The records:
================================

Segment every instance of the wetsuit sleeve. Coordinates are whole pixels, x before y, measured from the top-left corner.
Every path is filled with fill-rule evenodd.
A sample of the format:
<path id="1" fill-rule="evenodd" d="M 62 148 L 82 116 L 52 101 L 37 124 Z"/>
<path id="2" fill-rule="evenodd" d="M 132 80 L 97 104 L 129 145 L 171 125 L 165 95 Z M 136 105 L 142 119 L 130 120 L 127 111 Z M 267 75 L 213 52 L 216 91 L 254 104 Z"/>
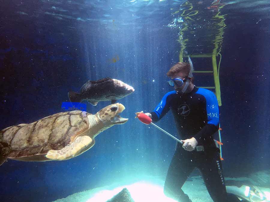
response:
<path id="1" fill-rule="evenodd" d="M 175 91 L 166 93 L 154 111 L 150 113 L 152 115 L 152 120 L 153 122 L 156 122 L 168 113 L 170 110 L 171 95 L 176 93 L 176 92 Z"/>
<path id="2" fill-rule="evenodd" d="M 203 95 L 206 101 L 207 123 L 194 136 L 198 142 L 202 138 L 212 136 L 218 130 L 219 126 L 219 111 L 216 96 L 212 92 L 208 90 L 206 91 Z"/>

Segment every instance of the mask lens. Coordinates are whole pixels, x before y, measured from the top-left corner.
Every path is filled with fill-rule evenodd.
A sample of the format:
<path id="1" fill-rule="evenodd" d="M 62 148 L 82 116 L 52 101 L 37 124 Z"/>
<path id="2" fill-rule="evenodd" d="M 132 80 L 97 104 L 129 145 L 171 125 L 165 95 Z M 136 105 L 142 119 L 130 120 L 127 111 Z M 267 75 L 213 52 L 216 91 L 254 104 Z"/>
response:
<path id="1" fill-rule="evenodd" d="M 181 86 L 184 83 L 183 80 L 180 79 L 175 79 L 174 82 L 178 86 Z"/>
<path id="2" fill-rule="evenodd" d="M 168 81 L 168 84 L 170 86 L 174 86 L 174 82 L 172 80 L 170 80 Z"/>

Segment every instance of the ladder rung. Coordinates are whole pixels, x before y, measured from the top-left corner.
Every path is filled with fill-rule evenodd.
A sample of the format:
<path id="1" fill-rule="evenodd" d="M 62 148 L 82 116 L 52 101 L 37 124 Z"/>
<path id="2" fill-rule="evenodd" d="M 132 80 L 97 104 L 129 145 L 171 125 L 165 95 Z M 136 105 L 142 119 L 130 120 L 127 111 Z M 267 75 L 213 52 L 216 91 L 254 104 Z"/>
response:
<path id="1" fill-rule="evenodd" d="M 212 57 L 213 54 L 192 54 L 191 55 L 191 57 Z M 188 57 L 188 56 L 185 55 L 183 56 L 183 57 Z"/>
<path id="2" fill-rule="evenodd" d="M 208 88 L 208 89 L 214 89 L 216 88 L 216 87 L 214 86 L 213 87 L 212 86 L 199 86 L 198 87 L 198 88 Z"/>
<path id="3" fill-rule="evenodd" d="M 194 73 L 213 73 L 214 71 L 193 71 Z"/>

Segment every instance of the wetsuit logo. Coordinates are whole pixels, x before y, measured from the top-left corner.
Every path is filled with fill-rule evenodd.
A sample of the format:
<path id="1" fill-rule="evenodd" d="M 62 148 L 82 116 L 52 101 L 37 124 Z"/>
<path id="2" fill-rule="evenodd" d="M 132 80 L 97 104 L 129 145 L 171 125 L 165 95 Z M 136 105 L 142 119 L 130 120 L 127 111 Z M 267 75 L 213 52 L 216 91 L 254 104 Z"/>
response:
<path id="1" fill-rule="evenodd" d="M 159 103 L 159 104 L 158 105 L 158 108 L 157 108 L 157 109 L 156 110 L 156 111 L 158 111 L 158 110 L 160 108 L 162 108 L 162 102 L 163 102 L 163 101 L 161 100 L 161 102 L 160 102 L 160 103 Z"/>
<path id="2" fill-rule="evenodd" d="M 210 109 L 212 110 L 213 110 L 216 108 L 216 105 L 213 104 L 210 105 Z"/>
<path id="3" fill-rule="evenodd" d="M 178 114 L 183 116 L 187 116 L 189 115 L 190 109 L 189 107 L 186 104 L 182 104 L 178 107 Z"/>

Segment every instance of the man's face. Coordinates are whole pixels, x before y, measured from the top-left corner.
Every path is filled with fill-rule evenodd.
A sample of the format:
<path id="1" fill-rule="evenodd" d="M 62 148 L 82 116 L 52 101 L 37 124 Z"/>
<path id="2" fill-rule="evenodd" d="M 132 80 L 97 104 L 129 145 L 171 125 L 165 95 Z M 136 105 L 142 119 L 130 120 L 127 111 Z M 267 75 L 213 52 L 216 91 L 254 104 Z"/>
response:
<path id="1" fill-rule="evenodd" d="M 175 79 L 176 78 L 179 78 L 183 80 L 185 78 L 186 78 L 186 75 L 184 75 L 184 74 L 183 74 L 182 73 L 177 73 L 177 74 L 175 75 L 172 77 L 171 78 L 172 79 Z M 190 84 L 189 83 L 186 83 L 186 80 L 185 80 L 185 81 L 184 82 L 184 84 L 182 85 L 181 86 L 178 86 L 175 83 L 174 83 L 174 89 L 176 91 L 182 91 L 183 89 L 184 88 L 184 86 L 185 86 L 185 85 L 188 85 L 188 87 L 190 85 Z"/>

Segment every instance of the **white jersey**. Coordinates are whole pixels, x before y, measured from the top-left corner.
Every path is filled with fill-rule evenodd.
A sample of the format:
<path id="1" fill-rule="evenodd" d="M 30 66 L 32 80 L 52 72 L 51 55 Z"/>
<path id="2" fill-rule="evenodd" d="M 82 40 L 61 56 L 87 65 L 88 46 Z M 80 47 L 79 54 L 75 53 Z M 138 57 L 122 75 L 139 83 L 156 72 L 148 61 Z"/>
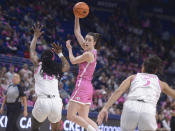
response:
<path id="1" fill-rule="evenodd" d="M 60 97 L 58 91 L 58 80 L 55 76 L 48 76 L 46 74 L 42 76 L 40 73 L 41 67 L 42 63 L 39 63 L 34 74 L 36 95 L 55 95 Z"/>
<path id="2" fill-rule="evenodd" d="M 157 105 L 161 93 L 159 78 L 157 75 L 147 73 L 137 73 L 131 82 L 127 100 L 143 100 Z"/>

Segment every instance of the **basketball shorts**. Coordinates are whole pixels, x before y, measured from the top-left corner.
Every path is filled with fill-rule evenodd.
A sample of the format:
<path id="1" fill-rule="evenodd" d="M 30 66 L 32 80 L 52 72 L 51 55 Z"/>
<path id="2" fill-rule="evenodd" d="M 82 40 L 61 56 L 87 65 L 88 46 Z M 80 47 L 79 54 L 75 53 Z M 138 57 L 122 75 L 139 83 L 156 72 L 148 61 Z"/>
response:
<path id="1" fill-rule="evenodd" d="M 156 108 L 150 103 L 127 100 L 120 121 L 121 131 L 155 131 Z"/>
<path id="2" fill-rule="evenodd" d="M 61 120 L 62 116 L 62 99 L 60 97 L 38 97 L 32 115 L 38 122 L 44 122 L 46 118 L 51 123 L 56 123 Z"/>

================================

Objective:
Rescale everything from the line containing "Segment every instance of the man's" down to the line containing "175 79 L 176", both included, and reproduce those lines alone with the requests unchanged. Multiply every polygon coordinate in the answer paths by 0.9 and round to whole numbers, halves up, but leave the format samples untouched.

Solution for this task:
Segment every instance of the man's face. Coordinates are whole pixels, x before y, measured from the top-left corner.
Every path is filled with fill-rule evenodd.
A sample of the format:
<path id="1" fill-rule="evenodd" d="M 62 148 L 82 116 L 52 101 L 37 124 Z"/>
<path id="2" fill-rule="evenodd" d="M 132 80 L 97 104 L 129 145 L 171 125 L 165 95 Z M 136 105 L 142 119 L 130 120 L 127 111 Z M 267 75 L 213 52 L 216 91 L 254 104 Z"/>
response:
<path id="1" fill-rule="evenodd" d="M 158 71 L 158 70 L 161 70 L 165 72 L 167 70 L 167 70 L 167 68 L 166 68 L 166 67 L 165 67 L 164 66 L 159 66 L 159 67 L 158 68 L 155 69 L 154 70 L 155 71 Z M 171 76 L 170 75 L 167 75 L 167 72 L 167 72 L 167 73 L 166 74 L 166 76 L 164 77 L 163 77 L 160 77 L 158 75 L 157 75 L 157 80 L 158 82 L 164 82 L 165 80 L 166 79 L 166 77 L 167 77 L 167 77 L 169 77 L 169 78 L 171 77 Z"/>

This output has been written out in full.